Stated exercise 1: According to the PEM excerpt, why is the term "foobar functions" used, and which functions does it cover?
Stated exercise 2: Rewrite the part of the PEM excerpt starting at "Each operation has" and ending at "and PEM_write_foobar() functions.", with "clarity" changed to "brevity".

Excerpt provided:

For more details about the meaning of arguments see the PEM FUNCTION ARGUMENTS section.
Each operation has four functions associated with it. For clarity the term " foobar functions" will be used to collectively refer to the PEM_read_bio_foobar(), PEM_read_foobar(), PEM_write_bio_foobar() and PEM_write_foobar() functions.
The PrivateKey functions read or write a private key in PEM format using an EVP_PKEY structure. The write routines use "traditional" private key format and can handle both RSA and DSA private keys. The read functions can additionally transparently handle PKCS#8 format encrypted and unencrypted keys too.
PEM_write_bio_PKCS8PrivateKey() and PEM_write_PKCS8PrivateKey() write a private key in an EVP_PKEY structure in PKCS#8 EncryptedPrivateKeyInfo format using PKCS#5 v2.0 password based encryption algorithms. The cipher argument specifies the encryption algoritm to use: unlike all other PEM routines the encryption is applied at the PKCS#8 level and not in the PEM headers. If cipher is NULL then no encryption is used and a PKCS#8 PrivateKeyInfo structure is used instead.

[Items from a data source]
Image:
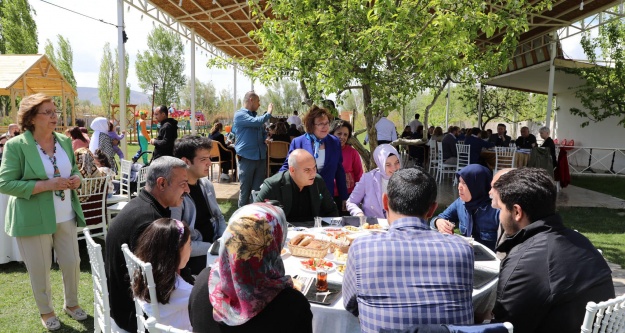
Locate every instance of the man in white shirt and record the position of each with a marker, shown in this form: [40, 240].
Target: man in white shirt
[294, 119]
[386, 131]
[415, 123]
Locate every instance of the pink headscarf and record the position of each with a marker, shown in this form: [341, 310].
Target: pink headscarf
[249, 272]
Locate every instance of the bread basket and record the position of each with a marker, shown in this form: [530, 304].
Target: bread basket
[318, 250]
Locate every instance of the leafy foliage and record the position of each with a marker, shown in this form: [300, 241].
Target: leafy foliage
[163, 64]
[501, 104]
[389, 49]
[602, 94]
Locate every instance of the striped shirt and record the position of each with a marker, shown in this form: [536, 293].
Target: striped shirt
[410, 275]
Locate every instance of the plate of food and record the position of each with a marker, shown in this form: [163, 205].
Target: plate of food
[311, 265]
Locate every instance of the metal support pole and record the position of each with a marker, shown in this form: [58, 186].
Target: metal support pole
[479, 105]
[192, 119]
[122, 72]
[552, 73]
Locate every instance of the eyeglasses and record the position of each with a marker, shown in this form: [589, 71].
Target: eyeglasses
[50, 113]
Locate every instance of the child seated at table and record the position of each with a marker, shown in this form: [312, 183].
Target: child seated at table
[166, 244]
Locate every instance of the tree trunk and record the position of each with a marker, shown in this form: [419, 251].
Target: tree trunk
[426, 113]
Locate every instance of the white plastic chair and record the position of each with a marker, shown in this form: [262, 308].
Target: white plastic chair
[133, 264]
[433, 165]
[464, 153]
[101, 308]
[155, 327]
[92, 196]
[443, 168]
[504, 158]
[124, 184]
[607, 316]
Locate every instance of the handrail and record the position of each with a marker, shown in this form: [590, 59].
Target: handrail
[595, 160]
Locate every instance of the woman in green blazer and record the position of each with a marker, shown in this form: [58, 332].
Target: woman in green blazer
[39, 173]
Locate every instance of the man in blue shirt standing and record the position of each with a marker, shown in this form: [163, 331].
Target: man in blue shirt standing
[250, 146]
[410, 275]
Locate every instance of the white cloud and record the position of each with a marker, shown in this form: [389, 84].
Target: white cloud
[87, 38]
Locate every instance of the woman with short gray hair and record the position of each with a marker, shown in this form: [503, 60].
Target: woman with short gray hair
[548, 143]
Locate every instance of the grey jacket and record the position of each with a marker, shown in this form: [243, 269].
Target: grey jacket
[186, 212]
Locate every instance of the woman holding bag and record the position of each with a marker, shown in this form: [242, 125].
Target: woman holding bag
[39, 174]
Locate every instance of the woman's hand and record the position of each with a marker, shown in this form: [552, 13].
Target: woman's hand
[74, 182]
[445, 226]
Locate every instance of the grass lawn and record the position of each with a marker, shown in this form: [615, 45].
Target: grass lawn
[612, 185]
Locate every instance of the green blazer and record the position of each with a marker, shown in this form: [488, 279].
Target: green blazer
[278, 187]
[30, 214]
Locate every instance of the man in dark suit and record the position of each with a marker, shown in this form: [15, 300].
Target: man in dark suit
[300, 190]
[501, 139]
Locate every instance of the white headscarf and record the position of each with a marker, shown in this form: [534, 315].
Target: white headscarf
[98, 125]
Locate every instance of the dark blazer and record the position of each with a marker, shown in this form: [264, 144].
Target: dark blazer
[279, 187]
[333, 167]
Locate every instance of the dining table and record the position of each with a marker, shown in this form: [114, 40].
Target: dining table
[334, 317]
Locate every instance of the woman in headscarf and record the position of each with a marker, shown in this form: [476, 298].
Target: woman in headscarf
[478, 219]
[247, 290]
[366, 199]
[101, 140]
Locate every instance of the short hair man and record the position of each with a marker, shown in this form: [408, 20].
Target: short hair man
[526, 140]
[415, 123]
[167, 134]
[410, 275]
[165, 187]
[551, 271]
[301, 191]
[501, 139]
[294, 119]
[199, 208]
[450, 153]
[250, 145]
[14, 130]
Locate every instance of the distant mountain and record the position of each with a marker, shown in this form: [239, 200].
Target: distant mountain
[91, 95]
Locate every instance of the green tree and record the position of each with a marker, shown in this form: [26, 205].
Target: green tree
[388, 49]
[500, 104]
[604, 87]
[163, 64]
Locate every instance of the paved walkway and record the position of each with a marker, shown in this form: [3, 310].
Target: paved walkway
[571, 196]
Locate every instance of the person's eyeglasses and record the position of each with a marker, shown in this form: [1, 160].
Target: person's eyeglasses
[50, 113]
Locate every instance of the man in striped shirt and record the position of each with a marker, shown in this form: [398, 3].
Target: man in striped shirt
[410, 275]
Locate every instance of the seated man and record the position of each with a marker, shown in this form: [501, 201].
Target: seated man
[301, 191]
[475, 141]
[410, 275]
[199, 208]
[450, 154]
[551, 272]
[165, 187]
[501, 139]
[526, 140]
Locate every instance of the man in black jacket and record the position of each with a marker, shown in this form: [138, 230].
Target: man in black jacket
[165, 187]
[551, 272]
[167, 134]
[301, 191]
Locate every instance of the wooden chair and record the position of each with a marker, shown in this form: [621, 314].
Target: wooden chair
[607, 316]
[216, 159]
[134, 264]
[464, 153]
[443, 168]
[101, 308]
[504, 158]
[278, 150]
[155, 327]
[92, 196]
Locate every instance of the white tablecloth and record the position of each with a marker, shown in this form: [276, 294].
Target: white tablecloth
[335, 318]
[8, 245]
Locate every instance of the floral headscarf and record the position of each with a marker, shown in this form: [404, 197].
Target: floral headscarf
[249, 272]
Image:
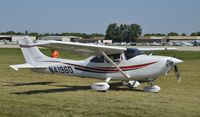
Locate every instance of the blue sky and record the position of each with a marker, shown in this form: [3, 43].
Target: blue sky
[93, 16]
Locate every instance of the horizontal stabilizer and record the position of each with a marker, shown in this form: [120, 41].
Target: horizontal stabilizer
[156, 49]
[25, 66]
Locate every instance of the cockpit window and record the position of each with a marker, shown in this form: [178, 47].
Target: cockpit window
[132, 52]
[98, 59]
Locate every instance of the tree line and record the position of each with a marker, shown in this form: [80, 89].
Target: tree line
[123, 32]
[114, 32]
[83, 35]
[172, 34]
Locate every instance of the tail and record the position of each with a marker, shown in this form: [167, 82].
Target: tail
[30, 52]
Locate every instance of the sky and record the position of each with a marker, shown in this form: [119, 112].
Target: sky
[93, 16]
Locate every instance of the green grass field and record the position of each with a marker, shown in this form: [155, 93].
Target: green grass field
[28, 94]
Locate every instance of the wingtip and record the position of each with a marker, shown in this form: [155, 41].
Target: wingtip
[13, 67]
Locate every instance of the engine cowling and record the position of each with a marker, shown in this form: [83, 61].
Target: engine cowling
[131, 84]
[100, 86]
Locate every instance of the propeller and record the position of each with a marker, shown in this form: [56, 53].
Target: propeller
[171, 64]
[177, 73]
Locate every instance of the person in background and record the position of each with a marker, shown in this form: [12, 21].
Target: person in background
[55, 54]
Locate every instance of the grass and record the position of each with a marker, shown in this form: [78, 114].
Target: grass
[25, 93]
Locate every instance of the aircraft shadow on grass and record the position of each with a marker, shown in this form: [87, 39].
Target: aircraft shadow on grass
[65, 88]
[27, 84]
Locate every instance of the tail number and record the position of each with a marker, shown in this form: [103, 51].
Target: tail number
[63, 70]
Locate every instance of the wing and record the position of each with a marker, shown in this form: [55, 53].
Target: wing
[81, 47]
[26, 65]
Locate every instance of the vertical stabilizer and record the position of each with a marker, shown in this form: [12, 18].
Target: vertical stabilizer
[30, 52]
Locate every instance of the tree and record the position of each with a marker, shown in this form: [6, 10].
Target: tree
[123, 32]
[135, 32]
[195, 34]
[172, 34]
[183, 34]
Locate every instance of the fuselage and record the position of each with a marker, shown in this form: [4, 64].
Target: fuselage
[142, 68]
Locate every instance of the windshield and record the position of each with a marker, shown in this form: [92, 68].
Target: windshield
[132, 52]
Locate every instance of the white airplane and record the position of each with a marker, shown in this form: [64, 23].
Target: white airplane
[129, 65]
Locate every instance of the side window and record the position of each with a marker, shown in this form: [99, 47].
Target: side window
[131, 52]
[98, 59]
[114, 57]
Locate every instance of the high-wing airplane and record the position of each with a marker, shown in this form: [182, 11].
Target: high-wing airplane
[129, 65]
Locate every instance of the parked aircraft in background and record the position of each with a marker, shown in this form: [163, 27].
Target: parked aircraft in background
[129, 65]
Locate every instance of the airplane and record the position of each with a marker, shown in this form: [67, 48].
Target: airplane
[107, 63]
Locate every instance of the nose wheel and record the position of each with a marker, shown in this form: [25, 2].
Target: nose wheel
[152, 88]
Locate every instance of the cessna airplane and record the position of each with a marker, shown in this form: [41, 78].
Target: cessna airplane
[129, 65]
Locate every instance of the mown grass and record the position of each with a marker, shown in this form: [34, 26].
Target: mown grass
[28, 94]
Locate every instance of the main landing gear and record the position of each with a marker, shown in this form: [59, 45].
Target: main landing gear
[100, 86]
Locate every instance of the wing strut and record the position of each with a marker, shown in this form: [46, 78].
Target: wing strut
[117, 67]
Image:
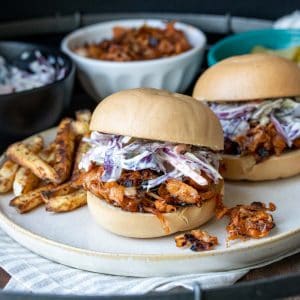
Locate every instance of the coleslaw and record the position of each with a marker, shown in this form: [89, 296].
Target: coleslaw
[170, 160]
[284, 113]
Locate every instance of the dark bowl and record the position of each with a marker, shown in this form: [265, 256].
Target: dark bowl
[27, 112]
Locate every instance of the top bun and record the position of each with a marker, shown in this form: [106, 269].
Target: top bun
[158, 115]
[249, 77]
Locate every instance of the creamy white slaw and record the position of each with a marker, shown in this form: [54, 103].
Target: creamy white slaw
[117, 152]
[284, 113]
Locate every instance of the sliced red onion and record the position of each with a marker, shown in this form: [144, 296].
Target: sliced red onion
[40, 71]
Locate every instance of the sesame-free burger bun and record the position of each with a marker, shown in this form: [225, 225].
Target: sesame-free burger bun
[275, 167]
[158, 115]
[147, 225]
[249, 77]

Exercise result 1: The term is used for clarity, as a collective name for the four functions associated with each operation: PEM_read_bio_foobar(), PEM_read_foobar(), PEM_write_bio_foobar() and PEM_write_foobar().

Exercise result 2:
Each operation has four functions associated with it. For brevity the term " foobar functions" will be used to collectively refer to the PEM_read_bio_foobar(), PEM_read_foobar(), PEM_write_bio_foobar() and PEM_write_foobar() functions.